## [Instructions for the task]
Return every line of the entries below that contains the string "shears", matching case.

--- Start The input ---

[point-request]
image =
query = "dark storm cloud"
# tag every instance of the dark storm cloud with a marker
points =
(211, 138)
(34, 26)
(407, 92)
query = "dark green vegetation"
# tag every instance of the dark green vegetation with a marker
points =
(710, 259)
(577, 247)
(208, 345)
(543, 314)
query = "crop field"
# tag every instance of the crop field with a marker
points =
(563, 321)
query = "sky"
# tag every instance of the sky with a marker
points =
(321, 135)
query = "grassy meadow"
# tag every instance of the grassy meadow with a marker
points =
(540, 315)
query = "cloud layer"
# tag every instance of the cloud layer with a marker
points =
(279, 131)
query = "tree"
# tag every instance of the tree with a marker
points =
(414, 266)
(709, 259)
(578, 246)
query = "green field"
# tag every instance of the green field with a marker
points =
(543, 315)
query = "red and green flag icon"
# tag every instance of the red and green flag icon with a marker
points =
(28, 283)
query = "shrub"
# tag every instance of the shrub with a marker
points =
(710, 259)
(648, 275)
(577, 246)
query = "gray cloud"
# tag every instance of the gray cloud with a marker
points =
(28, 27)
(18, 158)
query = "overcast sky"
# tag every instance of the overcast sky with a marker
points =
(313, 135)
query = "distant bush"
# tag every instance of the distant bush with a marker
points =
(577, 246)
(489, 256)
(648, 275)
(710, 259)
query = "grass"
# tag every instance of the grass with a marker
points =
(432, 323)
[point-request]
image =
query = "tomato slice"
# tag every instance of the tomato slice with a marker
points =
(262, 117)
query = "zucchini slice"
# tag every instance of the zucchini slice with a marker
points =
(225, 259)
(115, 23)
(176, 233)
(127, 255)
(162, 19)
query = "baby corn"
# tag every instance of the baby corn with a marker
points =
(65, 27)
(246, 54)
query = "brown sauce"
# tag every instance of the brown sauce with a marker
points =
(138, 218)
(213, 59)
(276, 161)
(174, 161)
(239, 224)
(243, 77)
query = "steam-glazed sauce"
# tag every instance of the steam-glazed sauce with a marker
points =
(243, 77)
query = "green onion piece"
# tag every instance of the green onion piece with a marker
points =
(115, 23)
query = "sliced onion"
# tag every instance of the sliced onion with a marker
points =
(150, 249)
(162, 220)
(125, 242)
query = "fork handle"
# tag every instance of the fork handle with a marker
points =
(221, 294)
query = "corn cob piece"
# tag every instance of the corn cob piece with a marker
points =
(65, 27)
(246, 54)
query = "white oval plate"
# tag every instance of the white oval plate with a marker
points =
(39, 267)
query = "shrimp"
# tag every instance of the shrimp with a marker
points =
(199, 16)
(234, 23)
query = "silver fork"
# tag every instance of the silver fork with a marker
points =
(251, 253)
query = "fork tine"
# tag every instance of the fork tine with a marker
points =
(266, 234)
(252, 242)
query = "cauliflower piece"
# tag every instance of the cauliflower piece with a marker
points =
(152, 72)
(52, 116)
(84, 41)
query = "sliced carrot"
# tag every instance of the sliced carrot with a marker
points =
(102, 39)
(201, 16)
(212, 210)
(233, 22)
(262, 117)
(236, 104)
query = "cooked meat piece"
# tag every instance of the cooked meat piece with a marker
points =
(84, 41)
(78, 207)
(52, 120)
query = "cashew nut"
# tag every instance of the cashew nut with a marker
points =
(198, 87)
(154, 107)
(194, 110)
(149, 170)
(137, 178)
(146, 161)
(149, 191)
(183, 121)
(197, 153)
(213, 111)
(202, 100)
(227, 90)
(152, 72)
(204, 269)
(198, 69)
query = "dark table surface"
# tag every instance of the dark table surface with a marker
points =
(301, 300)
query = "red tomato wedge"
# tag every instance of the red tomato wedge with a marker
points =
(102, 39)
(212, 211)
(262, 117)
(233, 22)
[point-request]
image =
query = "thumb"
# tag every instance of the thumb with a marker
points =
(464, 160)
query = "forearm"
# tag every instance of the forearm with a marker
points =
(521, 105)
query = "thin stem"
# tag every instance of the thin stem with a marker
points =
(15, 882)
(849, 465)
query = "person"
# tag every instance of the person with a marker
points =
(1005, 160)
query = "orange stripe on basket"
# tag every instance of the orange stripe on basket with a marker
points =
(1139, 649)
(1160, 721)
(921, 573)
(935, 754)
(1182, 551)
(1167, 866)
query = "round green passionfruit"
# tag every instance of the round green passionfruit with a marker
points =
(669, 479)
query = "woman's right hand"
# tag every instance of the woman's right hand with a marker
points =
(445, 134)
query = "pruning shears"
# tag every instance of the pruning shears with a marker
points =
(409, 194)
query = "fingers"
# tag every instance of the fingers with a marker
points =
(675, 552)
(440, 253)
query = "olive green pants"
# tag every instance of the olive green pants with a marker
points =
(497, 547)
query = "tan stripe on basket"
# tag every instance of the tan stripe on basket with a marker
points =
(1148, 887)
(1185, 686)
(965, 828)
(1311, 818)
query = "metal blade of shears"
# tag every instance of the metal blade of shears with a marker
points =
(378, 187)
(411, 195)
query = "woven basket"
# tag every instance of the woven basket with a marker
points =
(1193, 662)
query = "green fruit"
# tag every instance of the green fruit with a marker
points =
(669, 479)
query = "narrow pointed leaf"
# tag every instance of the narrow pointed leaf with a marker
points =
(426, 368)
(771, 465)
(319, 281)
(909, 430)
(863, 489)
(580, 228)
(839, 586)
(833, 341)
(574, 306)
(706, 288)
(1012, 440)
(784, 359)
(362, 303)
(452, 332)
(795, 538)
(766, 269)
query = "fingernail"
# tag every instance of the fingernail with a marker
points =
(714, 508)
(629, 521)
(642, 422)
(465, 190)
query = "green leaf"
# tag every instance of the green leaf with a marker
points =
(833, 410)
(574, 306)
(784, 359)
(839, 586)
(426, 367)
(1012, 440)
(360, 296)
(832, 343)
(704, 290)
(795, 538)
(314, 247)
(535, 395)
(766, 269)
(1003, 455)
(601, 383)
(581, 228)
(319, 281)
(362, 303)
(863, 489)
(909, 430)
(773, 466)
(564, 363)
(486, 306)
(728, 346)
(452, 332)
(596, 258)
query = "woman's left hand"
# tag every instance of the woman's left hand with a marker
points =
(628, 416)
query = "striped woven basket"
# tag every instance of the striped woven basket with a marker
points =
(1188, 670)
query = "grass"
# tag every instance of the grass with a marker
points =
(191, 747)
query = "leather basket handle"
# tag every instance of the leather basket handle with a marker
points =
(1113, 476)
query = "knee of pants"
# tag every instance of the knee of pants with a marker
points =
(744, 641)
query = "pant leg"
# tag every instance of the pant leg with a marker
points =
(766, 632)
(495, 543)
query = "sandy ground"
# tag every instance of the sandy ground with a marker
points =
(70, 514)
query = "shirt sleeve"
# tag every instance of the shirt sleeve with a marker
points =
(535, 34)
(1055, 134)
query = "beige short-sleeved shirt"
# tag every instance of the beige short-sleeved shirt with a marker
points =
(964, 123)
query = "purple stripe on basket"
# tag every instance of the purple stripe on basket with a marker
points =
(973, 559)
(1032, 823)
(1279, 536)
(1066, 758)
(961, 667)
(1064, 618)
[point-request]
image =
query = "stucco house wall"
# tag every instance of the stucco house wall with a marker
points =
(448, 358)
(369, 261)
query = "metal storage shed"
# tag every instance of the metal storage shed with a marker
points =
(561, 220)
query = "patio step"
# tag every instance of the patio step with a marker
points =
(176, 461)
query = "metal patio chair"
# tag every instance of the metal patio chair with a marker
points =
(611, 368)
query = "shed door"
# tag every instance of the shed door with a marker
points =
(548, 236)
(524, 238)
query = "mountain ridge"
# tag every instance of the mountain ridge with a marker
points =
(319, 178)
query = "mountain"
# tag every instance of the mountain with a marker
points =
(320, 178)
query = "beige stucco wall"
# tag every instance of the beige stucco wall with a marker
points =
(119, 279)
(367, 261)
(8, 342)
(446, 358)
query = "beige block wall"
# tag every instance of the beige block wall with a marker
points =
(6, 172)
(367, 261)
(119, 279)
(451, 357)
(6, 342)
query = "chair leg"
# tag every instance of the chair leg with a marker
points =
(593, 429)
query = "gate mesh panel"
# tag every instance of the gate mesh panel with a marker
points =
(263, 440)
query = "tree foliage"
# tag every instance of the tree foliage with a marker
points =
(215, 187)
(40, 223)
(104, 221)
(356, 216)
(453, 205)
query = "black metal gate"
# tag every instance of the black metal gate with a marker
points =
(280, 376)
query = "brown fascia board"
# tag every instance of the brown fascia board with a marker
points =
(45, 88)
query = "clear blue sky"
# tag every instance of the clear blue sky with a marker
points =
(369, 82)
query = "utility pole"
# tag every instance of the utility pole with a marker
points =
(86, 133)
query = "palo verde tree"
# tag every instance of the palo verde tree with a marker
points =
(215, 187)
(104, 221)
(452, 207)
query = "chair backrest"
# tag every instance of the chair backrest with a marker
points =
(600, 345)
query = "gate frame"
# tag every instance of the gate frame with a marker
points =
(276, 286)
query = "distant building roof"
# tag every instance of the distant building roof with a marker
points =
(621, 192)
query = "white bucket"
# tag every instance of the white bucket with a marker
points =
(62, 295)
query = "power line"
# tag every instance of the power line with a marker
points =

--- End The input ---

## [Solution]
query = "pruning shears"
# tag every instance of the pruning shears with a marker
query = "metal blade of shears"
# tag every instance of the metal blade of shears with a marker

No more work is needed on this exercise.